-- Provided records start --

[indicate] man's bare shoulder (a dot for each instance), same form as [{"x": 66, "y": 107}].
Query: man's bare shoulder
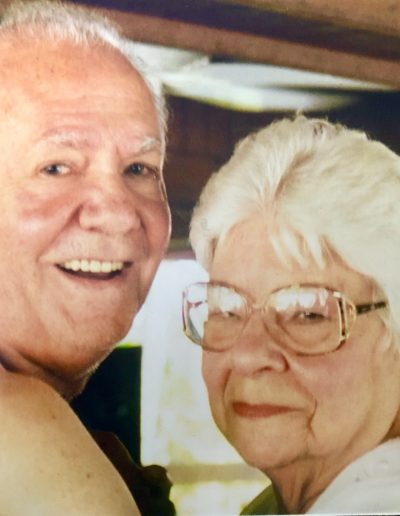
[{"x": 47, "y": 453}]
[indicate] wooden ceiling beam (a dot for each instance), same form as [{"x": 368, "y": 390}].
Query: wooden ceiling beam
[
  {"x": 376, "y": 16},
  {"x": 256, "y": 48}
]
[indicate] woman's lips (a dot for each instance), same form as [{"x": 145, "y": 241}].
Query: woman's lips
[{"x": 258, "y": 410}]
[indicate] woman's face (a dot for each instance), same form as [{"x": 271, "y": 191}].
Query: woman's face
[{"x": 276, "y": 407}]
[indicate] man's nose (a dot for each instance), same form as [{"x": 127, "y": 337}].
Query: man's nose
[
  {"x": 109, "y": 206},
  {"x": 255, "y": 350}
]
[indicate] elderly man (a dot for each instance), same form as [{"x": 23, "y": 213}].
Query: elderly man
[{"x": 84, "y": 225}]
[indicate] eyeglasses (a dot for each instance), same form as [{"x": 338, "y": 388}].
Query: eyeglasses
[{"x": 308, "y": 320}]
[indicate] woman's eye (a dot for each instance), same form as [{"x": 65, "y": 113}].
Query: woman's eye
[
  {"x": 141, "y": 170},
  {"x": 311, "y": 317},
  {"x": 55, "y": 169}
]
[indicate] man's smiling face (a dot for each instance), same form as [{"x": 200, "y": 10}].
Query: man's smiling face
[{"x": 85, "y": 220}]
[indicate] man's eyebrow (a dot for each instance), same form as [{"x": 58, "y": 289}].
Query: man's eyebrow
[
  {"x": 70, "y": 138},
  {"x": 86, "y": 139}
]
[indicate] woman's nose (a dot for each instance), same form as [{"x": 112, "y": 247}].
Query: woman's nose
[
  {"x": 108, "y": 206},
  {"x": 255, "y": 350}
]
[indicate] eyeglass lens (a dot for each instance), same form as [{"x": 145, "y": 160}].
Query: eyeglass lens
[{"x": 307, "y": 320}]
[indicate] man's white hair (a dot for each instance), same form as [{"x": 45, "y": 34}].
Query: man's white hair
[
  {"x": 58, "y": 22},
  {"x": 325, "y": 188}
]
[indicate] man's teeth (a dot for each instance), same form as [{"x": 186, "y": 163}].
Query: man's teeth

-- Provided records end --

To be done:
Without the pictures, return the entries exactly as they appear.

Task answer:
[indicate] man's bare shoulder (a dot for each instance), same form as [{"x": 66, "y": 107}].
Query: man's bare shoulder
[{"x": 47, "y": 453}]
[indicate] wooden ceiling beam (a dot for each instance), same form as [{"x": 368, "y": 390}].
Query: wooden ceiling beam
[
  {"x": 376, "y": 16},
  {"x": 256, "y": 48}
]
[indicate] woman's lips (a dot for each instance), same form as [{"x": 145, "y": 241}].
Query: woman's lips
[{"x": 258, "y": 410}]
[indicate] woman's face (a dot for each instance), same form as [{"x": 271, "y": 191}].
Query: woman's face
[{"x": 276, "y": 407}]
[indicate] man's nose (a dot for each instance), same form as [{"x": 127, "y": 337}].
Query: man's nose
[
  {"x": 109, "y": 206},
  {"x": 255, "y": 350}
]
[indicate] elderly man (a dot for each instance), same form as [{"x": 23, "y": 213}].
Query: elderly man
[{"x": 84, "y": 225}]
[indicate] eyeglasses (a dot for each instance), same form as [{"x": 338, "y": 388}].
Query: eyeglasses
[{"x": 308, "y": 320}]
[indicate] woman's eye (a dot for each instance), same form as [{"x": 65, "y": 113}].
Query: woman's eye
[
  {"x": 141, "y": 170},
  {"x": 311, "y": 317},
  {"x": 55, "y": 169}
]
[indicate] man's smiling face (a dot for each instance), same form as [{"x": 200, "y": 10}].
Query: man's smiling face
[{"x": 85, "y": 220}]
[indicate] man's eyebrow (a dot for each instance), same form as [{"x": 58, "y": 289}].
Query: man's eyebrow
[
  {"x": 70, "y": 138},
  {"x": 86, "y": 139}
]
[indicate] woman's nose (a dot for each instance), same form as [{"x": 112, "y": 247}].
Query: woman's nose
[
  {"x": 108, "y": 206},
  {"x": 255, "y": 350}
]
[indicate] eyeglass lens (a dot for each instance), same form as [{"x": 145, "y": 160}].
Query: eyeglass lens
[{"x": 307, "y": 320}]
[indicate] man's white hair (a dot for each instance), same form as [{"x": 45, "y": 34}].
Query: man's white hair
[
  {"x": 58, "y": 22},
  {"x": 325, "y": 188}
]
[indicate] man's teeth (a dot for each instance), same form as [{"x": 186, "y": 163}].
Query: man's teeth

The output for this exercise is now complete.